■ Task requirements: Reproduce, word for word, the lines of the listing below from the line containing "instance of denim" up to and including the final line of the listing.

■ Provided records:
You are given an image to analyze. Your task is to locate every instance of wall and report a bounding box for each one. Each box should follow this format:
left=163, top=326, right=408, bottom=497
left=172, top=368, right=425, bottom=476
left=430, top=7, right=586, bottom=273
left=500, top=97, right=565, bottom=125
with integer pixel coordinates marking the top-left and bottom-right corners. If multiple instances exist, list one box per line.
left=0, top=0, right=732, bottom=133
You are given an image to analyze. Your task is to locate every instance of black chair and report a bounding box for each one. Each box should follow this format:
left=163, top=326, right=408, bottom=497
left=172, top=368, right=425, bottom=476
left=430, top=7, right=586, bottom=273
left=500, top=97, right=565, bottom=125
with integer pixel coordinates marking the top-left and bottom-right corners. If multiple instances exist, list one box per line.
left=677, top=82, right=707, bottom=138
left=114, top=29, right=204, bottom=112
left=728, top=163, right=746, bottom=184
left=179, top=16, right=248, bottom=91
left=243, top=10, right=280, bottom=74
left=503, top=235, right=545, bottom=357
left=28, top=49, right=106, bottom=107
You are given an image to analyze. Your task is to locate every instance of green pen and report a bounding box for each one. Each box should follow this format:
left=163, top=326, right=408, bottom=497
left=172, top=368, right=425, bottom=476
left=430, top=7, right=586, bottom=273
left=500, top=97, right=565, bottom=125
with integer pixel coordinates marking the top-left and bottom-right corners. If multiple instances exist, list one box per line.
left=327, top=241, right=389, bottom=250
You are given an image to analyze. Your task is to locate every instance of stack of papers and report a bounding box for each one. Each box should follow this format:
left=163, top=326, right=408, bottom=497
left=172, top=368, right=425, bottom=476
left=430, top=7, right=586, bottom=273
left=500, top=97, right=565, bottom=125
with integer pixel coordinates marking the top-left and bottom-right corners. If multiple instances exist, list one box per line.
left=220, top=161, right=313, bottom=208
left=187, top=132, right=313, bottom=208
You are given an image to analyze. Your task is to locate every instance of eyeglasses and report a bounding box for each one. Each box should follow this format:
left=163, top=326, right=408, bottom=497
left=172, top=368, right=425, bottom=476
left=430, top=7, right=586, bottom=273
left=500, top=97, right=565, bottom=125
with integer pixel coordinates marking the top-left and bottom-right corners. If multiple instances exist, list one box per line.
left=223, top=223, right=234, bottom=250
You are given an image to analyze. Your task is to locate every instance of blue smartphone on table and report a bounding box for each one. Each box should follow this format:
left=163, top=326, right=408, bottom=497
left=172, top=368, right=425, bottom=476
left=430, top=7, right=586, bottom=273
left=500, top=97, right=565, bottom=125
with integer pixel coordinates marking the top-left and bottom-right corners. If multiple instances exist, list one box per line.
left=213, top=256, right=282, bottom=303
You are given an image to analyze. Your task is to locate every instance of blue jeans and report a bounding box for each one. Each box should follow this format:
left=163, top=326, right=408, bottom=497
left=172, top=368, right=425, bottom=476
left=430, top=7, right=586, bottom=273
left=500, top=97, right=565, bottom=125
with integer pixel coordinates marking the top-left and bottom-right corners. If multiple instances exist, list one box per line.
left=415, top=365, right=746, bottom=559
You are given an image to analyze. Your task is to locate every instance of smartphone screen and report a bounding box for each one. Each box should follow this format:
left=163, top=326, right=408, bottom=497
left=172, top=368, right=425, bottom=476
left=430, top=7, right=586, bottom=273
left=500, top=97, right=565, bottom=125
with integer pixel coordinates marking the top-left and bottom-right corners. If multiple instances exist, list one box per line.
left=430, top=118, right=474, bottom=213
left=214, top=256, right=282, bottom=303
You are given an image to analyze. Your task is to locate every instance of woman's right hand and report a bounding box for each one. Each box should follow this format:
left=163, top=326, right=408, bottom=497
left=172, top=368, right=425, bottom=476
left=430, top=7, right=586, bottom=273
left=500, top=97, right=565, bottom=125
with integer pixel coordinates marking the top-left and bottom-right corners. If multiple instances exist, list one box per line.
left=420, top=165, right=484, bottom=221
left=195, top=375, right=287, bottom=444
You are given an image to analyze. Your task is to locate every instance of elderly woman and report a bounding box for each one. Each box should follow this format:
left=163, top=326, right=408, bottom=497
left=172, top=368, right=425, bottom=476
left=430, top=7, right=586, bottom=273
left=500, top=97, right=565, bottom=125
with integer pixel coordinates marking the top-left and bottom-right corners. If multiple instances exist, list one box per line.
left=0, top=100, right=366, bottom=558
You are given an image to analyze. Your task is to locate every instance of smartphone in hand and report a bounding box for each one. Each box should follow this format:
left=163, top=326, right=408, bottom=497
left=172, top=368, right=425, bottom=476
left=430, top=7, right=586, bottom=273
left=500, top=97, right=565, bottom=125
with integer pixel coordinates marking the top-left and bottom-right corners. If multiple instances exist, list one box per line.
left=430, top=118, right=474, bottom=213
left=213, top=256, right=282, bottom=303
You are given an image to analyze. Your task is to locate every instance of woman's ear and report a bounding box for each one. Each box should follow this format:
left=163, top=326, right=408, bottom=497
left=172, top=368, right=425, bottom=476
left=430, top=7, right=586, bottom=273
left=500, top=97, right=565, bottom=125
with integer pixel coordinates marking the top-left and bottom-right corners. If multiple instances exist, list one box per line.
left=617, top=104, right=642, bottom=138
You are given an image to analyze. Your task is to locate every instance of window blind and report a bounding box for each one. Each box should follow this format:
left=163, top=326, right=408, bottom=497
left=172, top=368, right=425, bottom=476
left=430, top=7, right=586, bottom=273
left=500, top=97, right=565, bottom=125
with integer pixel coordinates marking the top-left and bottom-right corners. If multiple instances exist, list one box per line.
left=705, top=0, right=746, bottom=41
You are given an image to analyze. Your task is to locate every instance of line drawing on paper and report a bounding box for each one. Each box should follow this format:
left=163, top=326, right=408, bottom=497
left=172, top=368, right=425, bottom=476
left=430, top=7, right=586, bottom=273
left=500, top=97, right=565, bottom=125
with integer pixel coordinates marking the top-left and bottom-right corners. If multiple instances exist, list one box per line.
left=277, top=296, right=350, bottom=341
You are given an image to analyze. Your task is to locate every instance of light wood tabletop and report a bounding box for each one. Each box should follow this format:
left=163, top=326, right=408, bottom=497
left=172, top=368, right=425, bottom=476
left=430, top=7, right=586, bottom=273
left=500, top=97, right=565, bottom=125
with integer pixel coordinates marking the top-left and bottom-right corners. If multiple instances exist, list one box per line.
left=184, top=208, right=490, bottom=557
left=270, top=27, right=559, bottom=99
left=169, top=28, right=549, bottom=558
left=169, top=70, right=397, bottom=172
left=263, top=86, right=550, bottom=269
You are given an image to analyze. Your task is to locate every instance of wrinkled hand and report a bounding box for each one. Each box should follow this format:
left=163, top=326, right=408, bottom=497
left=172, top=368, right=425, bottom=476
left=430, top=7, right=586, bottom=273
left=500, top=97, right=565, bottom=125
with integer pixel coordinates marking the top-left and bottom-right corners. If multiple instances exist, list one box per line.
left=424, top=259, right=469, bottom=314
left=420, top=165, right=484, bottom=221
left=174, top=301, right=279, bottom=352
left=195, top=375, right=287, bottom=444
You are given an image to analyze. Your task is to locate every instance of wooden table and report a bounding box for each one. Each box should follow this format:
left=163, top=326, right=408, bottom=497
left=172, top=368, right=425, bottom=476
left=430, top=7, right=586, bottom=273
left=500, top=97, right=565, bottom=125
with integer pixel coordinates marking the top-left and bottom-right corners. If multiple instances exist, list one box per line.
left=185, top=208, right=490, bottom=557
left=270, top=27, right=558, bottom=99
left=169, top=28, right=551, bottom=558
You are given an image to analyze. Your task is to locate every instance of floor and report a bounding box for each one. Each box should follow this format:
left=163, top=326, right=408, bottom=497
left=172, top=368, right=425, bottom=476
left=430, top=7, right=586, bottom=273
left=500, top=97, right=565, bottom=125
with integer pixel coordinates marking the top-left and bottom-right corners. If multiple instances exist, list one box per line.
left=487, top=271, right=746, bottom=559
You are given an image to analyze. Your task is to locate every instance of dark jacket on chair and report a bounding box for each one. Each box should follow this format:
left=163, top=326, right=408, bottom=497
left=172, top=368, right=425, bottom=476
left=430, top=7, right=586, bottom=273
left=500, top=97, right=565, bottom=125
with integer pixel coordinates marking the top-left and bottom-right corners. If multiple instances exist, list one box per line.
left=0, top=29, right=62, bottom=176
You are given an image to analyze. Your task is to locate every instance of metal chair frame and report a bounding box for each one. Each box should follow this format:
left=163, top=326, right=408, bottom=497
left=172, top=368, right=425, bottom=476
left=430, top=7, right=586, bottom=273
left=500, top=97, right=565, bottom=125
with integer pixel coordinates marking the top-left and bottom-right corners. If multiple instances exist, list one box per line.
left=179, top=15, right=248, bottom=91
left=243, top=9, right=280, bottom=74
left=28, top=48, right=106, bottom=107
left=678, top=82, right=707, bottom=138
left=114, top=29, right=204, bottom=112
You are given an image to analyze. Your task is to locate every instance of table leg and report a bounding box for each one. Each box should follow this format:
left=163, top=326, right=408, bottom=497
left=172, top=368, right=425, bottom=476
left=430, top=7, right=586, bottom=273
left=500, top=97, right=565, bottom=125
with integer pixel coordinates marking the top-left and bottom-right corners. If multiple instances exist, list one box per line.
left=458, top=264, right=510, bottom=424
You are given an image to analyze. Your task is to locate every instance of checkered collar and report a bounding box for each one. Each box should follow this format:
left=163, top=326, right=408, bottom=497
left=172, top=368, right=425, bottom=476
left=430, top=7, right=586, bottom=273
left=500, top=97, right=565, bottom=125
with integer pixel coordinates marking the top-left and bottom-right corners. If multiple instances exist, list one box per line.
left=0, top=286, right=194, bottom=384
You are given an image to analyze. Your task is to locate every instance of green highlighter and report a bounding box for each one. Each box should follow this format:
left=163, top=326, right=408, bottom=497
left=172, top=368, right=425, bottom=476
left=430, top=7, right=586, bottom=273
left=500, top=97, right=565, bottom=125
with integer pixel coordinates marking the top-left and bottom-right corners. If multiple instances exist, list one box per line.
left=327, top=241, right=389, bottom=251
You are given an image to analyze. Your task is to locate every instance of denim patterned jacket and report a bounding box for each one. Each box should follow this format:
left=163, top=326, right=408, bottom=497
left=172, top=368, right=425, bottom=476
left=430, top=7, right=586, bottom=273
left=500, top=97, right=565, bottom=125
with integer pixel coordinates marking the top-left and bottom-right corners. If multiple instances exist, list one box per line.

■ Answer to the problem:
You are given an image to analyze. Your task is to locate every instance of denim patterned jacket and report a bounding box for each one. Each box should follow this format:
left=163, top=326, right=408, bottom=497
left=172, top=368, right=425, bottom=476
left=430, top=7, right=586, bottom=273
left=500, top=97, right=565, bottom=125
with integer pixel coordinates marking the top-left and bottom-right corners. If multiple instances exist, list one box per line.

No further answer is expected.